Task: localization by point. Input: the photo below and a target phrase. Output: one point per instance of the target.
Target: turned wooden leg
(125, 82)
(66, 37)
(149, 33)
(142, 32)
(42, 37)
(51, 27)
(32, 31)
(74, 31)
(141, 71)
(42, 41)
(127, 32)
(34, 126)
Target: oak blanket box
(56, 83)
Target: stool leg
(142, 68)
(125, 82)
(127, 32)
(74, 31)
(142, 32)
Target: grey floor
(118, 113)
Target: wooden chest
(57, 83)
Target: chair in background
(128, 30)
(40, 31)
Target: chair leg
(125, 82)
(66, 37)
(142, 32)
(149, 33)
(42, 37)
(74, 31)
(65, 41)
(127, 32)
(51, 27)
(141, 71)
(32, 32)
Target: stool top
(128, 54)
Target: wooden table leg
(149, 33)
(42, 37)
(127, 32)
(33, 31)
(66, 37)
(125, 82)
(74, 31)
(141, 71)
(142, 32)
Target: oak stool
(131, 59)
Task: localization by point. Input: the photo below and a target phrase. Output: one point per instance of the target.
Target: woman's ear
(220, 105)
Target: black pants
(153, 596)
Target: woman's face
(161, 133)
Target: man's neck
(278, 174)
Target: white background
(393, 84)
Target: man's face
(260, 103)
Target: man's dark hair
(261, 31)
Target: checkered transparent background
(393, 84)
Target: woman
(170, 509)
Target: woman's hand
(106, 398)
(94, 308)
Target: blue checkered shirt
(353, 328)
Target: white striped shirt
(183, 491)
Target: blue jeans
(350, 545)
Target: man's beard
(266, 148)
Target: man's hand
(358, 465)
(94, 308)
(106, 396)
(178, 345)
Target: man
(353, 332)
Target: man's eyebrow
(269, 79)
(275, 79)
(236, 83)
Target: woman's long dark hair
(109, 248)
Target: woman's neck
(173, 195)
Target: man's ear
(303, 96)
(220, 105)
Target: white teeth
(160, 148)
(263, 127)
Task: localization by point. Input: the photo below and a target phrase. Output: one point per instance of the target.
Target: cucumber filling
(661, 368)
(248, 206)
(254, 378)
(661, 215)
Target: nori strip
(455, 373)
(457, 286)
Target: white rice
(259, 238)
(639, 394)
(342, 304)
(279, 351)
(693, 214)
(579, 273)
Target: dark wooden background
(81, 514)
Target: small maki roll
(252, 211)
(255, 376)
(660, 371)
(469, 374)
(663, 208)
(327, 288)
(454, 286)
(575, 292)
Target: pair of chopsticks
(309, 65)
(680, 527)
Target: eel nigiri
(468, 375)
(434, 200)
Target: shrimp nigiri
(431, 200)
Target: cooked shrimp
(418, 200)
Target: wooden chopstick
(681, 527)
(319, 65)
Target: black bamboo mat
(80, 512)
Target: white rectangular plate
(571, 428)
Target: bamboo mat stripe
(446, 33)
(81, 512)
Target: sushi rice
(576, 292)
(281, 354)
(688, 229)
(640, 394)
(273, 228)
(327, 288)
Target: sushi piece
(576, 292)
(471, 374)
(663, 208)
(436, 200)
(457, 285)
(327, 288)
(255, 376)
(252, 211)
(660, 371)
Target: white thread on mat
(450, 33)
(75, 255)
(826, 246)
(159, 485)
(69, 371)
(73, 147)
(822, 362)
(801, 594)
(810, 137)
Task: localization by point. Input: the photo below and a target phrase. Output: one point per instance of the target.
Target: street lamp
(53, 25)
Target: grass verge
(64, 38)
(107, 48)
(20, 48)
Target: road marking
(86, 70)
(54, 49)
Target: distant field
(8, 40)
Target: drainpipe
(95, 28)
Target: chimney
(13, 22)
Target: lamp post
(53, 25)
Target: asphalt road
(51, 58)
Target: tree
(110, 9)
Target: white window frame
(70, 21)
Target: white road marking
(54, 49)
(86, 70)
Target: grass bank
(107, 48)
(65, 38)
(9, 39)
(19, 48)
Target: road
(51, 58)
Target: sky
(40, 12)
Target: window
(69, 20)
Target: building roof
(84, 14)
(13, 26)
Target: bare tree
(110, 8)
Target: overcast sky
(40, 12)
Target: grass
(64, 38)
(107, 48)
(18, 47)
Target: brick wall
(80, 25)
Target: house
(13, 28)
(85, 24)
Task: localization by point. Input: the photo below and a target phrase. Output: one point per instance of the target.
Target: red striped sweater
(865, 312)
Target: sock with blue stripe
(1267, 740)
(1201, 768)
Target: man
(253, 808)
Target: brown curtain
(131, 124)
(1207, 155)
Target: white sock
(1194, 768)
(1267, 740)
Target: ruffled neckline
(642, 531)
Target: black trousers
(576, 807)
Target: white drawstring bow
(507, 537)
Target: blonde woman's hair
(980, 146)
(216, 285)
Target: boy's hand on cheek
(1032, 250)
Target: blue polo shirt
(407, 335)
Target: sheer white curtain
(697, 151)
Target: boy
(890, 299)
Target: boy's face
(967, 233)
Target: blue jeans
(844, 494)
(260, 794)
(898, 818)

───

- TASK DESCRIPTION:
Go through the listing above and reproduce all of it exactly.

- ANSWER:
Task: localization by point. Input: the photo below and a target phrase. Output: one point per instance of the target.
Target: turned wooden leg
(125, 82)
(66, 37)
(149, 33)
(142, 32)
(42, 37)
(51, 27)
(32, 31)
(74, 31)
(141, 71)
(42, 41)
(127, 32)
(34, 126)
Target: oak blanket box
(56, 83)
Target: stool leg
(142, 68)
(125, 82)
(127, 32)
(74, 31)
(142, 32)
Target: grey floor
(118, 113)
Target: wooden chest
(57, 83)
Target: chair in background
(128, 30)
(40, 31)
Target: chair leg
(125, 82)
(66, 37)
(142, 32)
(149, 33)
(42, 37)
(74, 31)
(65, 41)
(127, 32)
(51, 27)
(141, 71)
(32, 32)
Target: stool top
(128, 54)
Target: wooden table leg
(149, 33)
(42, 37)
(127, 32)
(33, 31)
(66, 37)
(125, 82)
(74, 31)
(141, 71)
(142, 32)
Target: oak stool
(131, 59)
Task: localization by point. Input: the photo below and a target phrase. Output: one point per instance of the target.
Target: woman's ear
(220, 105)
Target: black pants
(153, 596)
Target: woman's face
(161, 133)
Target: man's neck
(278, 174)
Target: white background
(393, 84)
Target: man's face
(260, 103)
Target: man's dark hair
(261, 31)
Target: checkered transparent background
(393, 84)
Target: woman
(170, 509)
Target: woman's hand
(106, 398)
(94, 308)
Target: blue checkered shirt
(353, 328)
Target: white striped shirt
(183, 491)
Target: blue jeans
(350, 545)
Target: man's beard
(266, 148)
Target: man's hand
(358, 465)
(94, 308)
(106, 396)
(178, 345)
Target: man
(353, 332)
Target: man's eyebrow
(269, 79)
(275, 79)
(236, 83)
Target: woman's long dark hair
(109, 248)
Target: woman's neck
(173, 195)
Target: man's ear
(303, 96)
(220, 105)
Target: white teeth
(160, 148)
(263, 127)
Task: localization by point. Input: the photo below and a target phrase. Output: one point per instance of the target.
Target: cucumber filling
(661, 368)
(248, 206)
(254, 378)
(661, 215)
Target: nori strip
(455, 373)
(457, 286)
Target: white rice
(259, 238)
(639, 394)
(342, 304)
(279, 351)
(693, 214)
(579, 273)
Target: dark wooden background
(81, 514)
Target: small maki roll
(252, 211)
(255, 376)
(660, 371)
(469, 374)
(663, 208)
(327, 288)
(454, 286)
(575, 292)
Target: pair of chopsticks
(309, 65)
(680, 527)
Target: eel nigiri
(468, 375)
(434, 200)
Target: shrimp nigiri
(431, 200)
Target: cooked shrimp
(418, 200)
Target: wooden chopstick
(681, 527)
(319, 65)
Target: black bamboo mat
(80, 512)
Target: white rectangular plate
(571, 428)
Target: bamboo mat stripe
(446, 33)
(81, 512)
Target: sushi rice
(576, 292)
(281, 354)
(688, 229)
(640, 394)
(273, 228)
(327, 288)
Target: sushi piece
(576, 292)
(471, 374)
(663, 208)
(436, 200)
(457, 285)
(327, 288)
(255, 376)
(252, 211)
(660, 371)
Target: white thread on mat
(450, 33)
(75, 255)
(826, 246)
(159, 485)
(69, 371)
(73, 147)
(822, 362)
(801, 594)
(810, 137)
Task: localization by point. Input: the photo below and a target phrase. Output: one point per instance of the target.
Target: street lamp
(53, 25)
Target: grass verge
(64, 38)
(107, 48)
(20, 48)
Target: road marking
(86, 70)
(54, 49)
Target: distant field
(8, 40)
Target: drainpipe
(95, 28)
Target: chimney
(13, 22)
Target: lamp post
(53, 25)
Target: asphalt road
(51, 58)
Target: tree
(110, 9)
Target: white window frame
(70, 21)
Target: white road marking
(54, 49)
(86, 70)
Target: grass bank
(107, 48)
(65, 38)
(9, 39)
(19, 48)
Target: road
(51, 58)
Target: sky
(40, 12)
Target: window
(69, 20)
Target: building roof
(84, 14)
(13, 26)
Target: bare tree
(110, 8)
Target: overcast sky
(40, 12)
Target: grass
(64, 38)
(107, 48)
(18, 47)
Target: brick wall
(80, 25)
Target: house
(13, 28)
(85, 24)
Task: localization by point. Input: the photo below and a target phrase. Output: one point per instance of the target.
Target: red striped sweater
(865, 312)
Target: sock with blue stripe
(1267, 740)
(1201, 768)
Target: man
(253, 808)
Target: brown curtain
(131, 124)
(1207, 155)
Target: white sock
(1194, 768)
(1267, 740)
Target: ruffled neckline
(642, 531)
Target: black trousers
(576, 807)
Target: white drawstring bow
(507, 537)
Target: blonde woman's hair
(980, 146)
(216, 285)
Target: boy's hand on cheek
(1032, 250)
Target: blue polo shirt
(407, 335)
Target: sheer white curtain
(697, 151)
Target: boy
(890, 299)
Target: boy's face
(967, 233)
Target: blue jeans
(844, 494)
(260, 794)
(898, 818)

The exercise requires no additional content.